• _Written task_: Could you convert every line of the items below into a JSON list of strings, one string per line, with blank lines omitted?

• _Coordinate annotation entries_:
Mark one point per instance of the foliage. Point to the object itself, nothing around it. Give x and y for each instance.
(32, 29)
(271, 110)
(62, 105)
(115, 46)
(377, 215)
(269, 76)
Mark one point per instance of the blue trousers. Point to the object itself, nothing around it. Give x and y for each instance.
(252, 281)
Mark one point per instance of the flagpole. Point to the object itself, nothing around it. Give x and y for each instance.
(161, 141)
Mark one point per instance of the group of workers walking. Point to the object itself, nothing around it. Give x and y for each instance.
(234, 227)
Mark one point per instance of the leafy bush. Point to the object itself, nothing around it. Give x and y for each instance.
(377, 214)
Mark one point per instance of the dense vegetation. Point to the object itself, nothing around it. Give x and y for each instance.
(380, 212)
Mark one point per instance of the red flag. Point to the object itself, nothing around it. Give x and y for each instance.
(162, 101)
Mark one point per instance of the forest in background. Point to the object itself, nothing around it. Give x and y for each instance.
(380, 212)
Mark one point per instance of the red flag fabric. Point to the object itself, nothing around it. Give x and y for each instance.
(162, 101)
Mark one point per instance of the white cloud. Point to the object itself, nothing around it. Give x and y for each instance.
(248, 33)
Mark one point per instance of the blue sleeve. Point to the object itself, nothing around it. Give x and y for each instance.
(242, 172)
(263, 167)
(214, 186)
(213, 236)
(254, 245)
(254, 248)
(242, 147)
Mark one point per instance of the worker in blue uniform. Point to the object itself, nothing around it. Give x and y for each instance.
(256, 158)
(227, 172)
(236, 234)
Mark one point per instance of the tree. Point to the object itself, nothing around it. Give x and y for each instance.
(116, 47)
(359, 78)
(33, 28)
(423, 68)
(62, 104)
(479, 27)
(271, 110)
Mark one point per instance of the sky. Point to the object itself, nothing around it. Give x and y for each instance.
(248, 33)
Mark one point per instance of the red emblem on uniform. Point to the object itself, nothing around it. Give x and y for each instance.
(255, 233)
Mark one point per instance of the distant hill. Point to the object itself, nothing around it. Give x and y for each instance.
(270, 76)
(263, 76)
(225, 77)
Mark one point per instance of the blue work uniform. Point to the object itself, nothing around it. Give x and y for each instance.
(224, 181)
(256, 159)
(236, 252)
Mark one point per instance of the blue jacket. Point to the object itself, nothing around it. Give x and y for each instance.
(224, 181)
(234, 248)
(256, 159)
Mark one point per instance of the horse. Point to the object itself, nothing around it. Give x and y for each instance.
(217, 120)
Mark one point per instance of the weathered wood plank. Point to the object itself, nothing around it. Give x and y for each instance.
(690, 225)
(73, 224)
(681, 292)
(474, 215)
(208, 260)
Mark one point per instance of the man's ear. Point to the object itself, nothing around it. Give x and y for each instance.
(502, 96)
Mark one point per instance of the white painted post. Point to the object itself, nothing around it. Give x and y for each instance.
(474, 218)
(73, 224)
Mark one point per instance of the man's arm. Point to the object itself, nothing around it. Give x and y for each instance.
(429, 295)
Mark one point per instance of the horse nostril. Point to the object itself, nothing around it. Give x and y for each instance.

• _Completed task_:
[
  "Mark one point per instance of the foliage. Point to the object itself, nothing around it. Give x and y for each instance.",
  "(32, 29)",
  "(271, 110)",
  "(62, 105)",
  "(115, 46)",
  "(377, 215)",
  "(269, 76)",
  "Mark one point per instance of the blue trousers. Point to the object itself, nothing around it. Give x and y for each instance.",
  "(252, 281)",
  "Mark one point per instance of the flagpole. Point to the object itself, nothing around it. Give x and y for each instance.",
  "(161, 141)",
  "Mark one point per instance of the group of workers walking. Point to the object itself, nothing around it. Give x and y for each instance.",
  "(234, 227)",
  "Mark one point per instance of the leafy bush. Point to the object itself, nothing around it. Give x and y for each instance.",
  "(377, 214)",
  "Mark one point per instance of the dense vegetation. Point to the object itself, nothing around it. Give x and y for each instance.",
  "(380, 212)",
  "Mark one point per instance of the red flag. Point to the object itself, nothing around it. Give x and y for each instance.",
  "(162, 101)",
  "Mark one point per instance of the forest in background. Point to the object itself, nothing around it. Give x and y for each instance.",
  "(380, 212)",
  "Mark one point per instance of the red flag fabric. Point to the object itself, nothing around it. Give x and y for each instance.",
  "(162, 101)",
  "Mark one point per instance of the white cloud. Point to the object itself, nothing around it. Give x and y for each instance.",
  "(248, 33)",
  "Mark one point per instance of the blue sleeve. Point to the object itself, nothing around it. Give x and y for each instance.",
  "(242, 172)",
  "(263, 167)",
  "(214, 186)",
  "(213, 236)",
  "(254, 245)",
  "(254, 248)",
  "(242, 147)",
  "Mark one point per instance of the worker in blue uniform. Point to the object itself, nothing around it. Give x and y for each instance.",
  "(256, 158)",
  "(227, 172)",
  "(236, 234)",
  "Mark one point per instance of the tree. Point to the object itself, nothing around it. Give x and y for each instance.",
  "(116, 47)",
  "(359, 78)",
  "(33, 28)",
  "(423, 68)",
  "(62, 104)",
  "(479, 27)",
  "(271, 110)",
  "Mark one point per instance of the sky. Point to the object itself, nothing around it. Give x and y for each instance.",
  "(248, 33)",
  "Mark one point per instance of the red emblem on uniform. Point to the object itself, nothing around it. Give x and y for each instance.",
  "(255, 233)",
  "Mark one point per instance of the distant hill. Point to the object itself, nothing around it. Give x and y for each instance.",
  "(270, 76)",
  "(263, 76)",
  "(225, 77)",
  "Mark one point per instance of the blue work uniform. Point to the object itself, nothing around it. Give x and y for each instance.",
  "(224, 181)",
  "(256, 159)",
  "(236, 252)",
  "Mark one point per instance of the blue jacket. Point to the object itself, nothing around it. Give x and y for each instance.",
  "(224, 181)",
  "(234, 248)",
  "(256, 159)",
  "Mark one point per instance of the horse. Point to the object itself, nothing around it. Give x and y for each instance.",
  "(217, 120)",
  "Mark one point per instance of the weathered wood plank. Point to the object itself, nothing around it. Give x and y for each instance.",
  "(690, 225)",
  "(73, 224)",
  "(681, 292)",
  "(474, 215)",
  "(208, 260)",
  "Mark one point per instance of the man's ear. Point to the object itself, nothing around it. Give x and y for each instance.",
  "(502, 96)",
  "Mark one point per instance of the white painted post. Point to the object itself, nothing around it. Give x and y for each instance.",
  "(474, 218)",
  "(73, 224)",
  "Mark one point per instance of the man's arm. Point to the object itself, nothing around it. Give x and y for each instance.",
  "(429, 295)",
  "Mark one point per instance of the horse nostril. Point to the object itself, nothing around it. Give x and y for each instance."
]